Exercise directions: Print all of the data below word for word, keeping every line unchanged and in its original order.

Material provided:
——————————

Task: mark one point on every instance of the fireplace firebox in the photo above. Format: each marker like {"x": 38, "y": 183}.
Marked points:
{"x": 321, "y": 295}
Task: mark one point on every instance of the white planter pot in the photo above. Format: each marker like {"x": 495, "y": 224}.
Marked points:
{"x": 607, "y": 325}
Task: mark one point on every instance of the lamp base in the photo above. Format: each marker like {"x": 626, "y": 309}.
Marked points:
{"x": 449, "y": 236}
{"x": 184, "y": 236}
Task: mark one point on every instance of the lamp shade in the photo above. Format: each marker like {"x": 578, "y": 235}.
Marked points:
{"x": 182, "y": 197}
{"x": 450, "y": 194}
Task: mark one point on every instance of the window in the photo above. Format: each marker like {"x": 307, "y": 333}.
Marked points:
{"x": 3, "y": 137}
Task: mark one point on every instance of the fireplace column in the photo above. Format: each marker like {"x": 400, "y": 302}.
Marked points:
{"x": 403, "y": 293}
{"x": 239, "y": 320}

——————————

The answer:
Task: mark one point on every instance of the fireplace firebox in the photo above. Format: each marker like {"x": 38, "y": 183}.
Marked points:
{"x": 321, "y": 295}
Task: mark one point on every instance of the white planter pot in the photo above. Format: each marker like {"x": 495, "y": 224}.
Marked points:
{"x": 607, "y": 325}
Task: mark one point on every instance of the lamp base in the photo above. Format: each marker like {"x": 626, "y": 309}.
Marked points:
{"x": 449, "y": 236}
{"x": 184, "y": 236}
Task: mark one point on every instance of the lamp shade in the photo above. Format: each marker like {"x": 578, "y": 235}.
Marked points:
{"x": 182, "y": 197}
{"x": 450, "y": 194}
Task: mark one point on every instance of the window in the photo above. Format: each marker like {"x": 307, "y": 333}.
Marked points:
{"x": 3, "y": 137}
Task: mark one point on every instance of the fireplace column in the photo above. Format: each marker like {"x": 400, "y": 302}.
Marked points:
{"x": 403, "y": 293}
{"x": 239, "y": 320}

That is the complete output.